QUESTIONS:
A. In the ToolSelf summary, what average performance gain does ToolSelf achieve across the benchmarks?
B. Extend the ToolSelf summary beyond its final sentence.

🤖 AI Summary
This work addresses the challenge that large language model (LLM) agents struggle to dynamically adapt their strategies in long-horizon, complex tasks due to static configurations. The authors propose ToolSelf, a novel paradigm that models configuration updates as callable tools, unifying task execution with runtime self-reconfiguration. This enables agents to autonomously adjust subgoals, context, strategies, and toolsets. For the first time, self-reconfiguration is internalized as a native tool, effecting a phase transition from externally imposed rules to intrinsically managed parameters, thereby empowering agents to act as dual managers of both tasks and themselves. Through Configuration-Aware Two-stage training (CAT)—combining rejection-sampling fine-tuning and trajectory-level reinforcement learning—the agent internalizes meta-adaptive capabilities. Evaluated across multiple benchmarks, ToolSelf achieves an average performance gain of 24.1%, matching specialized workflows while preserving generality, and demonstrates exceptional task generalization and self-adaptation.

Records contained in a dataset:
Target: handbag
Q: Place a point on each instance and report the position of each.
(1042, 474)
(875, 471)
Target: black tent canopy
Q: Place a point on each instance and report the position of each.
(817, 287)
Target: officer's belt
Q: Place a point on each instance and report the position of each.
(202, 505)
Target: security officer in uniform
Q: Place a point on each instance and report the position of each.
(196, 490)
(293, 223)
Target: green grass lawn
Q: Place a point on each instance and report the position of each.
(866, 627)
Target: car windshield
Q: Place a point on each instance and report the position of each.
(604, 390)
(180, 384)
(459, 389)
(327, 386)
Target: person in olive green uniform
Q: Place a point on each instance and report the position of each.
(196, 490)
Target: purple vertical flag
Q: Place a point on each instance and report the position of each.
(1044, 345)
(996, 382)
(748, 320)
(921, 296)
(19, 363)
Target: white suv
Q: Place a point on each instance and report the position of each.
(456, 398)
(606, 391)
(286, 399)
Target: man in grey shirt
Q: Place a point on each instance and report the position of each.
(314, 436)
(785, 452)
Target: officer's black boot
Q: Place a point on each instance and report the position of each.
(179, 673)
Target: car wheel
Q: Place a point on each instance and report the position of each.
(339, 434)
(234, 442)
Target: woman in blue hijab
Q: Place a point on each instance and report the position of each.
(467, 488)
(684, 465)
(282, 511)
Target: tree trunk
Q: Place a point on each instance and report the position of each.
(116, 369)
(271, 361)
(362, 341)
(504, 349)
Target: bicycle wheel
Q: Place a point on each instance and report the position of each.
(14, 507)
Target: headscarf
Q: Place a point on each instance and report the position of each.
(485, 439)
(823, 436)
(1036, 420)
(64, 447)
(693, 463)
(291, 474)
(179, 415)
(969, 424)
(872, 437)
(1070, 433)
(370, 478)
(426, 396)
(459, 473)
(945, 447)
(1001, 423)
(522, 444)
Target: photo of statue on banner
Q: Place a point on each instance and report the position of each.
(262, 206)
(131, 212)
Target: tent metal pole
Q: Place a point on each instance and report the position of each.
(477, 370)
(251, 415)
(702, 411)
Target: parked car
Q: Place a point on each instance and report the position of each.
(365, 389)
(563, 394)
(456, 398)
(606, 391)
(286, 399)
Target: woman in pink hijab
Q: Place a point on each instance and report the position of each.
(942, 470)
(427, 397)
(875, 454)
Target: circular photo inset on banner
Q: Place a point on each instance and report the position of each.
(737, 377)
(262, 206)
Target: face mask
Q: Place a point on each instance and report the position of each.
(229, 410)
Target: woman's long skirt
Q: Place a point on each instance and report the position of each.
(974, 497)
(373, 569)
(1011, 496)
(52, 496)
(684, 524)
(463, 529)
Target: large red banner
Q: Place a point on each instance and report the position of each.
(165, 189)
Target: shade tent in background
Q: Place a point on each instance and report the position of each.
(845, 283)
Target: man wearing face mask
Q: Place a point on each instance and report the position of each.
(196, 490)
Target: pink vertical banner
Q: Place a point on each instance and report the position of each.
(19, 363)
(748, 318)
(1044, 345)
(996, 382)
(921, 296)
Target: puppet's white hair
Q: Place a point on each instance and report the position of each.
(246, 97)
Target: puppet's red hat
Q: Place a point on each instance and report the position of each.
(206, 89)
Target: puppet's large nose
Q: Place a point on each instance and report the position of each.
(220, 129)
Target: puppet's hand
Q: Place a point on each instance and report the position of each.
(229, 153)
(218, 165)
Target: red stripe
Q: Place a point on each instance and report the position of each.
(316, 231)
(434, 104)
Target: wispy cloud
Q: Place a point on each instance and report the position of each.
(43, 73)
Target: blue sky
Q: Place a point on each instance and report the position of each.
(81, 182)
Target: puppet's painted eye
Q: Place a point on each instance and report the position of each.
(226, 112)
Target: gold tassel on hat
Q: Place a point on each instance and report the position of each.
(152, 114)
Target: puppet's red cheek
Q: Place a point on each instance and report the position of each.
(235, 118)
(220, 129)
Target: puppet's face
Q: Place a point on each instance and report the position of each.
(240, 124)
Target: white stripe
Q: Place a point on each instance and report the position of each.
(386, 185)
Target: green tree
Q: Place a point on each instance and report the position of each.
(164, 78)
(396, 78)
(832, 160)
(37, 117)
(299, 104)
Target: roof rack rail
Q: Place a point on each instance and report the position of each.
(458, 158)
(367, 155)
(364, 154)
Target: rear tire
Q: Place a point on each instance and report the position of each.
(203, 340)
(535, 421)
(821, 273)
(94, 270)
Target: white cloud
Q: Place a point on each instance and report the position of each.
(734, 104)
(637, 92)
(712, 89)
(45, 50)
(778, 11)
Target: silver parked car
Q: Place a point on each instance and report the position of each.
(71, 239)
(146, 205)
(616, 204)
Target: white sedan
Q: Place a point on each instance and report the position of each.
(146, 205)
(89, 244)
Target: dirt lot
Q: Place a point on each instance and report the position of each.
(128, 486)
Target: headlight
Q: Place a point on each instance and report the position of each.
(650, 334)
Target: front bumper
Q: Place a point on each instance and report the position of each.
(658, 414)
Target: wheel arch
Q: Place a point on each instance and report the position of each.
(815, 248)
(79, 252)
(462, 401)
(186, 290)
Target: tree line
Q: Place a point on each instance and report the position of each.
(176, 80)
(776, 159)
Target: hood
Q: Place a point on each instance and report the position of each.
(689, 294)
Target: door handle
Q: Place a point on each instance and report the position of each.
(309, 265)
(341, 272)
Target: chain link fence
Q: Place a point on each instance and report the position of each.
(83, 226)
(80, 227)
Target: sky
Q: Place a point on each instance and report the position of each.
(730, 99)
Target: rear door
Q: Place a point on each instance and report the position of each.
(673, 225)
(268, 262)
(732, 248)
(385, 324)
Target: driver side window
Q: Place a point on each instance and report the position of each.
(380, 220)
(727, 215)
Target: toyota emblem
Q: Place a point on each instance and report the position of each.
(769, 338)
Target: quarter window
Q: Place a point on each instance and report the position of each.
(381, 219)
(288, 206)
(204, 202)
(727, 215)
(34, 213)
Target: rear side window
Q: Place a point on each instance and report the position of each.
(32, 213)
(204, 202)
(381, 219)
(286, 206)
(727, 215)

ANSWER SET:
A. 24.1%

B.
📝 Abstract
Agentic systems powered by Large Language Models (LLMs) have demonstrated remarkable potential in tackling complex, long-horizon tasks. However, their efficacy is fundamentally constrained by static configurations governing agent behaviors, which are fixed prior to execution and fail to adapt to evolving task dynamics. Existing approaches, relying on manual orchestration or heuristic-based patches, often struggle with poor generalization and fragmented optimization. To transcend these limitations, we propose ToolSelf, a novel paradigm enabling tool-driven runtime self-reconfiguration. By abstracting configuration updates as a callable tool, ToolSelf unifies task execution and self-adjustment into a single action space, achieving a phase transition from external rules to intrinsic parameters. Agents can thereby autonomously update their sub-goals and context based on task progression, and correspondingly adapt their strategy and toolbox, transforming from passive executors into dual managers of both task and self. We further devise Configuration-Aware Two-stage Training (CAT), combining rejection sampling fine-tuning with trajectory-level reinforcement learning to internalize this meta-capability. Extensive experiments across diverse benchmarks demonstrate that ToolSelf rivals specialized workflows while generalizing to novel tasks, achieving a 24.1% average performance gain and illuminating a path toward truly self-adaptive agents.